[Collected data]
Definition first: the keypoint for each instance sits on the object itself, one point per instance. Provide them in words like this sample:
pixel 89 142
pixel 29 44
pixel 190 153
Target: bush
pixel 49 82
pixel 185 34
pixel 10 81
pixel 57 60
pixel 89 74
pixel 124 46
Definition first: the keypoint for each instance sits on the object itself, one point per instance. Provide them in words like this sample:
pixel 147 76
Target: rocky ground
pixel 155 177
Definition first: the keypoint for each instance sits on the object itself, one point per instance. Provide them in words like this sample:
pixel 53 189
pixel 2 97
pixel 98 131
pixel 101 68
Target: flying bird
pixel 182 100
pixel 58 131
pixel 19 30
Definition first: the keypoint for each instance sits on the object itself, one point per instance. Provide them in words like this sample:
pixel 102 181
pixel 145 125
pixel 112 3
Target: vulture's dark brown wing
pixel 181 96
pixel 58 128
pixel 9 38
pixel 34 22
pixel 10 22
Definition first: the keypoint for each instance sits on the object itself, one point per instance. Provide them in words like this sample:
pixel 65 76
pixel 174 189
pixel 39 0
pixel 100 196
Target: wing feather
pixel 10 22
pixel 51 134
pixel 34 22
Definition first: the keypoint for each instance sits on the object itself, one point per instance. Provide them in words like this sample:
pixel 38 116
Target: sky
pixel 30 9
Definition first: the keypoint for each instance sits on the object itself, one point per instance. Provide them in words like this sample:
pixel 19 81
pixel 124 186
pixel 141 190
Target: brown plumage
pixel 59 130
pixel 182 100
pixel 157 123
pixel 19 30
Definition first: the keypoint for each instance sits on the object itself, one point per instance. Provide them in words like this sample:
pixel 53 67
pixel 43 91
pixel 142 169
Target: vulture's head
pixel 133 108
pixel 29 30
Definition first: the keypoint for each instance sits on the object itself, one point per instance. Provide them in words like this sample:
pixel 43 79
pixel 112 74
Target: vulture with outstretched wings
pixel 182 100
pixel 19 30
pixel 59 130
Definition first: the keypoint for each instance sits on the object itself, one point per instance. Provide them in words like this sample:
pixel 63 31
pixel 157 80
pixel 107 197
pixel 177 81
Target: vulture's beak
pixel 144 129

### WHAT YOU NEED TO DO
Output the entries verbatim.

### REPLY TO THE TASK
Definition first: the keypoint for each instance sits on the object itself, one point per instance. Provide them in words like this sample:
pixel 89 142
pixel 29 44
pixel 190 153
Target: bush
pixel 49 82
pixel 185 34
pixel 10 81
pixel 57 60
pixel 89 74
pixel 124 46
Definition first: the keypoint for each instance sits on the object itself, one point per instance. Provide them in words like this sample:
pixel 147 76
Target: rocky ground
pixel 155 177
Definition first: the keypoint for each instance sits on the object itself, one point per instance. Provide them in words like this sample:
pixel 53 189
pixel 2 97
pixel 98 131
pixel 101 68
Target: flying bird
pixel 182 100
pixel 58 131
pixel 19 30
Definition first: the keypoint for each instance sits on the object itself, one point per instance. Provide them in words like this sample:
pixel 102 181
pixel 145 125
pixel 112 3
Target: vulture's dark brown wing
pixel 181 96
pixel 58 128
pixel 9 38
pixel 34 22
pixel 10 22
Definition first: the keypoint for each instance sits on the object itself, one point per instance. Provide them in words like this sample:
pixel 65 76
pixel 174 189
pixel 39 0
pixel 100 196
Target: wing feather
pixel 10 22
pixel 51 134
pixel 34 22
Definition first: the keypoint for each instance sits on the object itself, one point per instance. Provide them in words like this sample:
pixel 38 116
Target: sky
pixel 30 9
Definition first: the keypoint for each instance sits on the object itself, one point per instance. Provide them in words like this sample:
pixel 19 81
pixel 124 186
pixel 141 190
Target: brown plumage
pixel 59 130
pixel 182 100
pixel 157 123
pixel 19 30
Definition first: the keypoint for each instance sits on the object itself, one point per instance. Provide them in words like this sample:
pixel 53 67
pixel 43 91
pixel 142 169
Target: vulture's head
pixel 133 108
pixel 29 30
Definition first: the keypoint for each instance sits on the object itself, one point per instance. Provide them in words like this sample:
pixel 43 79
pixel 112 74
Target: vulture with outstretched wings
pixel 182 100
pixel 19 30
pixel 59 130
Definition first: the keypoint for each instance sits on the object itself, one point per instance. Provide them in words like this sample:
pixel 63 31
pixel 157 80
pixel 107 197
pixel 177 81
Target: vulture's beak
pixel 144 129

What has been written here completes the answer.